(Position identification records)
***

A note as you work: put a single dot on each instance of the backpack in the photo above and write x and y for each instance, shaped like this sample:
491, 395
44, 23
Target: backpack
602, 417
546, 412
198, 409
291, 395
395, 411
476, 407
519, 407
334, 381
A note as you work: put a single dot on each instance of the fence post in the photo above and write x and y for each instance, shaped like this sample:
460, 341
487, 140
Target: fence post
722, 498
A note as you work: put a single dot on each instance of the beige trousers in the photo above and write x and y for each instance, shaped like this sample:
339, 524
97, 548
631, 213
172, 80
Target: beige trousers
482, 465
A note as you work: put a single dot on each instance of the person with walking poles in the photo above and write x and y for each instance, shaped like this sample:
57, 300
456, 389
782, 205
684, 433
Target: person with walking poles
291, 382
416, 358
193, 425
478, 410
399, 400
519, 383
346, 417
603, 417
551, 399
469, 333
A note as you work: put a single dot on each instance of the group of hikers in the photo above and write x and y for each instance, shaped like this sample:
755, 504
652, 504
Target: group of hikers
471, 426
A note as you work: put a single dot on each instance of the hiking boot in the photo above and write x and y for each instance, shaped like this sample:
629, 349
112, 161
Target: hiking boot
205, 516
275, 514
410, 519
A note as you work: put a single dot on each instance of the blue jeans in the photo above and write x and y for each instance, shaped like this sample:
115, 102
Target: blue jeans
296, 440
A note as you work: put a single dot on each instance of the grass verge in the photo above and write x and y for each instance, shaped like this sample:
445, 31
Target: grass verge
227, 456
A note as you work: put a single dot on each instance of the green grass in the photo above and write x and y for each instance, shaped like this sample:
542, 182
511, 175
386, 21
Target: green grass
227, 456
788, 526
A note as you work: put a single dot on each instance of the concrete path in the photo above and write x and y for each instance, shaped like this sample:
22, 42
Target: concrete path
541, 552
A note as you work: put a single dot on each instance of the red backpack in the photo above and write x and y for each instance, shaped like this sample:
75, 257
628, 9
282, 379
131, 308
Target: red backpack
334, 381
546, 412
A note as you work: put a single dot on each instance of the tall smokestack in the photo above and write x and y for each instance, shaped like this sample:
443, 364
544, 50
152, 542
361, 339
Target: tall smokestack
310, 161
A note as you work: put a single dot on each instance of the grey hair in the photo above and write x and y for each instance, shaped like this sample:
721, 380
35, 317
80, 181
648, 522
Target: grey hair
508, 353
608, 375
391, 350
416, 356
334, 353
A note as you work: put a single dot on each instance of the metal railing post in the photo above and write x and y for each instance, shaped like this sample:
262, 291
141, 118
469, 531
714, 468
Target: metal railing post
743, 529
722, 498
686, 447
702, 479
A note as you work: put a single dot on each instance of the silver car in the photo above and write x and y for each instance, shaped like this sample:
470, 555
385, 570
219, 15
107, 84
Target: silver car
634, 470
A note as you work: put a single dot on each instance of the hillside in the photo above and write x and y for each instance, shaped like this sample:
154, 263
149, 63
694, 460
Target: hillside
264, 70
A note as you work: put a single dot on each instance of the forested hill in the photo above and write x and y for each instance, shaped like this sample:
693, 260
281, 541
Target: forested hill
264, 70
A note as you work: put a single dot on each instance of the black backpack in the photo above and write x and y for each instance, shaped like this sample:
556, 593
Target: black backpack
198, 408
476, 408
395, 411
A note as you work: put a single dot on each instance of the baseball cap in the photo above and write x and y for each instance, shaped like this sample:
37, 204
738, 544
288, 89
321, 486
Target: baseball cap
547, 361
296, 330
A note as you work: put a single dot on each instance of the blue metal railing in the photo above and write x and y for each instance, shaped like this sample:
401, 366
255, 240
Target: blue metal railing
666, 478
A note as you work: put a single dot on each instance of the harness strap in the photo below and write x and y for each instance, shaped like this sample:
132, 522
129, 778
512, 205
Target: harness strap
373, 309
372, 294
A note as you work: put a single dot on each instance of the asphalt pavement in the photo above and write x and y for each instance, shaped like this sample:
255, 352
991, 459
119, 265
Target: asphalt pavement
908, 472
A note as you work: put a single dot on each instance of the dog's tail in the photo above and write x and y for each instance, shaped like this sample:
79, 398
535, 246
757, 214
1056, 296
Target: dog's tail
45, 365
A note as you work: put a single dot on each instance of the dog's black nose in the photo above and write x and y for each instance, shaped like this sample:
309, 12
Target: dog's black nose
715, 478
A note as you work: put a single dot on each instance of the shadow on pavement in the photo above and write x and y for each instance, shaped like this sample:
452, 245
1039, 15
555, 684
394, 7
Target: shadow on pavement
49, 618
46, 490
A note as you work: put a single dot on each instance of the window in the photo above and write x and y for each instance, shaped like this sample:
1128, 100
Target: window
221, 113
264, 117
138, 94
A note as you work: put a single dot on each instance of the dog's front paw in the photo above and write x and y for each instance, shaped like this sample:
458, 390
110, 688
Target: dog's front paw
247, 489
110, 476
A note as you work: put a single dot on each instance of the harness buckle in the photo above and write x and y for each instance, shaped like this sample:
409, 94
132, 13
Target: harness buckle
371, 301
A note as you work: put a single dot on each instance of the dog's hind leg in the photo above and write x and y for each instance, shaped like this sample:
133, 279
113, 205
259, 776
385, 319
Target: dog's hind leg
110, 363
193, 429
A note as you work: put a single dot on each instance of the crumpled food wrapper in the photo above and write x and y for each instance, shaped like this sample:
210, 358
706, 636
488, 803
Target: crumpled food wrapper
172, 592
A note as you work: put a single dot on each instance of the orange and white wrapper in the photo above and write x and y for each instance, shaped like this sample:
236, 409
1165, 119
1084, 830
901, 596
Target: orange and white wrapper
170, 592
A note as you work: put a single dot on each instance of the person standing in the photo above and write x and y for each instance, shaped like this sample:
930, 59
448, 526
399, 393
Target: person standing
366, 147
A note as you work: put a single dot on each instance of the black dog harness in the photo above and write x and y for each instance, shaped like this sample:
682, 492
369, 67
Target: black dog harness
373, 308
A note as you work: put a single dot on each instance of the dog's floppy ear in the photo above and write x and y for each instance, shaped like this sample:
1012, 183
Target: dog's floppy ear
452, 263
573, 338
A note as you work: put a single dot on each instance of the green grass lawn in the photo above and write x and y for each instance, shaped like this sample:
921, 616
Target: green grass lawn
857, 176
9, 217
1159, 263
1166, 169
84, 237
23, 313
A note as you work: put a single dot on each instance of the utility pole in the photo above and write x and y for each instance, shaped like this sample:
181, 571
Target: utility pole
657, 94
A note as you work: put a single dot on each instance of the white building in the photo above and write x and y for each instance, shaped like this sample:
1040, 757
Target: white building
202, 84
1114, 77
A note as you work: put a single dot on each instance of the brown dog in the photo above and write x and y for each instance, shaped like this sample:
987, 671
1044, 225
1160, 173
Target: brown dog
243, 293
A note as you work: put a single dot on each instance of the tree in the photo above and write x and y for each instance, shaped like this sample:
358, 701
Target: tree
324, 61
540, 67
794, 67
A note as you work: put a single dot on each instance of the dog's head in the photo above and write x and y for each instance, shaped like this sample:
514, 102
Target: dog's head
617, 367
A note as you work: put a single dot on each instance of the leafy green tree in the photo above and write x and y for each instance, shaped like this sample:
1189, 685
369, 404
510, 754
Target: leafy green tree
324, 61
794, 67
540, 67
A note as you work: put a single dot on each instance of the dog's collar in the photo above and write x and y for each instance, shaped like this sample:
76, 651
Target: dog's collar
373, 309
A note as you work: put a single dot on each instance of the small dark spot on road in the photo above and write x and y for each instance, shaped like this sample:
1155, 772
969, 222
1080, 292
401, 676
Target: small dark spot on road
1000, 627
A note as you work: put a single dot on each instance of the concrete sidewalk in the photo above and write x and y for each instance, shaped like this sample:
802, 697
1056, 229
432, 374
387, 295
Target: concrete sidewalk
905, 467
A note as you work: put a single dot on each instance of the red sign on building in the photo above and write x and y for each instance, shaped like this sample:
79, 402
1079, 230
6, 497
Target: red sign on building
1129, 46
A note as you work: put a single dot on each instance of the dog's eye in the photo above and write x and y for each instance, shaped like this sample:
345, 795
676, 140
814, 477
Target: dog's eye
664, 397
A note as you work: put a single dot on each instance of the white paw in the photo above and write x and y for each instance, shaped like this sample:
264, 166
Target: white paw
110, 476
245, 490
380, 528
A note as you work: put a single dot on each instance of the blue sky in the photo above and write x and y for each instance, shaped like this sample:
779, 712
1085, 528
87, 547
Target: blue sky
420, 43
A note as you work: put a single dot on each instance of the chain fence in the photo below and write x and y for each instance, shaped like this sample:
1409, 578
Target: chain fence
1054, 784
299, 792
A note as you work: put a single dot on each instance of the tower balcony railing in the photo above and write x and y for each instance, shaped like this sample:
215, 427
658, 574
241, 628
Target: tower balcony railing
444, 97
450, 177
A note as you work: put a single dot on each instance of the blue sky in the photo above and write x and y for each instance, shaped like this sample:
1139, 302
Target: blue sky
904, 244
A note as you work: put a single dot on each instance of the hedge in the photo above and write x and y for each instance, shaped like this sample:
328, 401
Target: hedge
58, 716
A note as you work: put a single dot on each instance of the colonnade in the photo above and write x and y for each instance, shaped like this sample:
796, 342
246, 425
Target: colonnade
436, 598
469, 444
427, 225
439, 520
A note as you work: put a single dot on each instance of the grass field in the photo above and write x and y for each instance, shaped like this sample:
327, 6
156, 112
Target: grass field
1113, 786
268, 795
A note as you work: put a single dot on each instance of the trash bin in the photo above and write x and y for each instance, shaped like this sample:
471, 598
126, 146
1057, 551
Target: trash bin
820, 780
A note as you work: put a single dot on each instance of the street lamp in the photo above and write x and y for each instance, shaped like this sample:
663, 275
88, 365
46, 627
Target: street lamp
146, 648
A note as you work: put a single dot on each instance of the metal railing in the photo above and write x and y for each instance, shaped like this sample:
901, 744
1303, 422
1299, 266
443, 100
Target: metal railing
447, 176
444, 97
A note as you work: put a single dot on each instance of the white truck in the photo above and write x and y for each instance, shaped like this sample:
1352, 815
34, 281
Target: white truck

***

Please extract exactly, and only, the lines from the line containing "the grass field" through the last line of the records.

A note as you work: put a single dot on each instance of the grass field in the photo above and write x and y for each instance, shaped like this sample:
327, 6
156, 112
Target: grass field
1113, 786
268, 795
A note as you work: put a single dot on each instance of the trash bin in the photo above and write x and y for each instance, shaped like this sample:
471, 598
126, 146
1057, 551
Target: trash bin
820, 780
A note as you work: put a single dot on each instance of the street lamp in the photo above and write x and y for each instance, shaped like this sample:
663, 275
88, 365
46, 627
Target: street lamp
146, 648
A note as you work: put a single dot on each instance of the metal railing in the photo above and write x and y for each instance, shaped like this sample:
901, 744
1303, 422
1299, 266
443, 100
Target: metal railing
447, 176
444, 97
A note as you work: put a single dot on each instance of the white truck in the photo above and write x and y for each instance, shaped like this sample:
1352, 815
34, 281
Target: white truck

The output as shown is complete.